Work order A ::
According to the film review, whose novel is The Room Next Door adapted from?
Work order B ::
Copy word for word the part of the film review that opens with the words containing "The Room Next" and closes with "all go home!".

===== Supplied passage

The Room Next Door is Pedro Almodovar’s first film in the English language and if it is his last we can probably live with that. The film, which is adapted from a novel by Sigrid Nunez, stars Tilda Swinton and Julianne Moore, who are terrific whatever they do, and it is aesthetically divine (the knitwear, in particular, is sensational). But dramatically it’s thin gruel. The subject matter is euthanasia, so you’d expect Almodovar to hold back on his usual flamboyant playfulness, bounciness and humour. But what is there to care about? Why do these two women matter? Where is that knitwear from? Spoiler alert: no answers are forthcoming.
Take the pill, Martha! Take the pill, then we can all go home!

==========
===== Listed records

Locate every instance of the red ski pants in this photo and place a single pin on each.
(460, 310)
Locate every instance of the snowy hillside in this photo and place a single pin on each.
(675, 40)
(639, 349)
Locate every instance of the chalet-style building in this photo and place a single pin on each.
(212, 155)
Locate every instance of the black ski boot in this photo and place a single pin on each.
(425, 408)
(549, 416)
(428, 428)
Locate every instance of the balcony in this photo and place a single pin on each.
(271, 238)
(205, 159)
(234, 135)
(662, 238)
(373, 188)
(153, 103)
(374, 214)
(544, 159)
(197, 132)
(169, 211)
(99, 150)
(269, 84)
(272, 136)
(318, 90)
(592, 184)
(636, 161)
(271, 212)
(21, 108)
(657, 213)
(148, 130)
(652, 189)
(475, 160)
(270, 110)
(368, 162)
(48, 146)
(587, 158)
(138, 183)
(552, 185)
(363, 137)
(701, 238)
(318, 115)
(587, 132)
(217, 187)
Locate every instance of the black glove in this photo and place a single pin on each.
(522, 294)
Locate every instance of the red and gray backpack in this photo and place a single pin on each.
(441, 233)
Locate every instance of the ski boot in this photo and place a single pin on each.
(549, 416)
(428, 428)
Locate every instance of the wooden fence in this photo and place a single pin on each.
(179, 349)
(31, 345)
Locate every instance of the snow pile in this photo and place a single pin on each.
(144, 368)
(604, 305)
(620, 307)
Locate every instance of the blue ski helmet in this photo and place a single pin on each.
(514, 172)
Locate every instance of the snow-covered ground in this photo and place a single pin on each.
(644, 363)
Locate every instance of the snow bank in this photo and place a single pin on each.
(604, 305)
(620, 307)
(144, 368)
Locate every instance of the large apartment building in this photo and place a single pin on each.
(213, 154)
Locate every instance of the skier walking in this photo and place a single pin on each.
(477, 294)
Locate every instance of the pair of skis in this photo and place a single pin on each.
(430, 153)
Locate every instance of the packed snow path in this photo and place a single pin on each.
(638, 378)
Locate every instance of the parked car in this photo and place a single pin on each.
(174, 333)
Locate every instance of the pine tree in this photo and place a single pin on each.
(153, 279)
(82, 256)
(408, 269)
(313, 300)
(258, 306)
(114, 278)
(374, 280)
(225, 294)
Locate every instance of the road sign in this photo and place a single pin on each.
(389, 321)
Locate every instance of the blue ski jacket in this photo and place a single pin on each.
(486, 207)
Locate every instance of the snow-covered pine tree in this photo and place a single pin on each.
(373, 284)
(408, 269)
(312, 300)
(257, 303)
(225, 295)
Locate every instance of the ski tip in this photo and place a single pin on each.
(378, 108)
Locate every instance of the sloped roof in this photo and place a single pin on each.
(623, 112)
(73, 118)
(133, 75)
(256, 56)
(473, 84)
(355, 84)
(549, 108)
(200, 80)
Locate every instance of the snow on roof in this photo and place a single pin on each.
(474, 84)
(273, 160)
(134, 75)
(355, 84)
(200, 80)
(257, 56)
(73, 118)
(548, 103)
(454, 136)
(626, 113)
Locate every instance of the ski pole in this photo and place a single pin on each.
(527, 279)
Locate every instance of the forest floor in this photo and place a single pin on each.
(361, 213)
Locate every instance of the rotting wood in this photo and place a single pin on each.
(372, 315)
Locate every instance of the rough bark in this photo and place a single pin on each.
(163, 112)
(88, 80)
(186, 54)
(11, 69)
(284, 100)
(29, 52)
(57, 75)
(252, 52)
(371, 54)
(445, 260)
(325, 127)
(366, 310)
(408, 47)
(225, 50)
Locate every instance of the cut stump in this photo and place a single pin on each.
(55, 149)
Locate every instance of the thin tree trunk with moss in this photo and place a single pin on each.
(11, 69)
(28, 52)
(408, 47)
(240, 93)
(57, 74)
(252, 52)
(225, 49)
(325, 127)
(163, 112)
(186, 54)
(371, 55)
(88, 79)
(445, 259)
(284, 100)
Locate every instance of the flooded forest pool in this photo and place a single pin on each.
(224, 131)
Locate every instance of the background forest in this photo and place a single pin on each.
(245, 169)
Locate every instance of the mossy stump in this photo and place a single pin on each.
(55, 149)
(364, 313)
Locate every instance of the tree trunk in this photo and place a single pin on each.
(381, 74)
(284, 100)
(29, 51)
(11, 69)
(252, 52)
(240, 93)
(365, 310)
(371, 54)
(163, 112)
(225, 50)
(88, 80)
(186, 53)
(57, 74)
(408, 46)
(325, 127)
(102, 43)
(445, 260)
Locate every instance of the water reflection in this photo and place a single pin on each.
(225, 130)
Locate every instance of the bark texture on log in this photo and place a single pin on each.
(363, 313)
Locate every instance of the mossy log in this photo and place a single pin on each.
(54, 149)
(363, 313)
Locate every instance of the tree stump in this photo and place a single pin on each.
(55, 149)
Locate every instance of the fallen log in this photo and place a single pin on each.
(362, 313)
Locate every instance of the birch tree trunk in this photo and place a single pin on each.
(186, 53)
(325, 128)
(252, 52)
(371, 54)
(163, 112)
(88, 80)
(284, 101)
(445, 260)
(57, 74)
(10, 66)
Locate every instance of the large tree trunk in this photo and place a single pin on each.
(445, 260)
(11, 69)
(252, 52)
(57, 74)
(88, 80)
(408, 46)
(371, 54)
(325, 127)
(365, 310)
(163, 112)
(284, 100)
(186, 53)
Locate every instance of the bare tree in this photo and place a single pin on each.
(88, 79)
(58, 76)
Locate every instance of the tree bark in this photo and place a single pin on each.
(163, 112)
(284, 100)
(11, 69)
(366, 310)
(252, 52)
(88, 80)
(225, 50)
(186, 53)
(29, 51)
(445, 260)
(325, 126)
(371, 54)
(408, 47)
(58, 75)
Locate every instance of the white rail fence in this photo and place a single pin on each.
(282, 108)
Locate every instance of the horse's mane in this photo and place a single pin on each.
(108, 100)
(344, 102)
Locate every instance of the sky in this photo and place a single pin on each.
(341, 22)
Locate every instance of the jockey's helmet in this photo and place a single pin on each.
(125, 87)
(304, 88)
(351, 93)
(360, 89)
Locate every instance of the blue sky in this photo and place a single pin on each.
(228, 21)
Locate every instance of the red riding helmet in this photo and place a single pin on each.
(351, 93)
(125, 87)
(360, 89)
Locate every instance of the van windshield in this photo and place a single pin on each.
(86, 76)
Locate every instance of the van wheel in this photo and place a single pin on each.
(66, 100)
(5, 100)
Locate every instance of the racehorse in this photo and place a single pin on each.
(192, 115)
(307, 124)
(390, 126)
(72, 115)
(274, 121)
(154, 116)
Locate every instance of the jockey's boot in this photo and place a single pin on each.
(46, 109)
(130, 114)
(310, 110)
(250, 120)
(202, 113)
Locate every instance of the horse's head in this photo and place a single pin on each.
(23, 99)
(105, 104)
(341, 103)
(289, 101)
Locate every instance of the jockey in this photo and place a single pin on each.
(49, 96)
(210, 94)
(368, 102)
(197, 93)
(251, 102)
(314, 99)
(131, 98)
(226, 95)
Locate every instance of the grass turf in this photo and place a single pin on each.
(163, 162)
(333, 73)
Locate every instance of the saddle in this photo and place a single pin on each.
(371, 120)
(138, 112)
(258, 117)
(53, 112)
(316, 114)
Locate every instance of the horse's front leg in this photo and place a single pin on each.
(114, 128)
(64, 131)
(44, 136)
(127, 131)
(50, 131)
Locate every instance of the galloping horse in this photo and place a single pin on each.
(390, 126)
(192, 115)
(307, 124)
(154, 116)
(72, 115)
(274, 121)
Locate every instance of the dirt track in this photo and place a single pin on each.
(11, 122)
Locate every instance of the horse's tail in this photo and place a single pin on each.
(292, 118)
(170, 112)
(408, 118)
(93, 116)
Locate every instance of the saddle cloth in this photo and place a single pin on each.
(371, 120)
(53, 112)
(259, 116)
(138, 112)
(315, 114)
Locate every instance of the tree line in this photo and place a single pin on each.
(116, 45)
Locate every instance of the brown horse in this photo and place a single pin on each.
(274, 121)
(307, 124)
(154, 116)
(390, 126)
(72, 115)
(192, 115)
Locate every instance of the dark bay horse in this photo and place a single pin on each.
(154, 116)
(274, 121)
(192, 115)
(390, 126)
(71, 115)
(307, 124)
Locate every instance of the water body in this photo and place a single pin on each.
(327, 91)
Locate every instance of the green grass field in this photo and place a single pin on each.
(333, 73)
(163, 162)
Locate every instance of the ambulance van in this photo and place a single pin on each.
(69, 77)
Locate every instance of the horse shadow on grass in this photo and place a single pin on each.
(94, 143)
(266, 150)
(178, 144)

==========

Task output A ::
Sigrid Nunez

Task output B ::
The Room Next Door is Pedro Almodovar’s first film in the English language and if it is his last we can probably live with that. The film, which is adapted from a novel by Sigrid Nunez, stars Tilda Swinton and Julianne Moore, who are terrific whatever they do, and it is aesthetically divine (the knitwear, in particular, is sensational). But dramatically it’s thin gruel. The subject matter is euthanasia, so you’d expect Almodovar to hold back on his usual flamboyant playfulness, bounciness and humour. But what is there to care about? Why do these two women matter? Where is that knitwear from? Spoiler alert: no answers are forthcoming.
Take the pill, Martha! Take the pill, then we can all go home!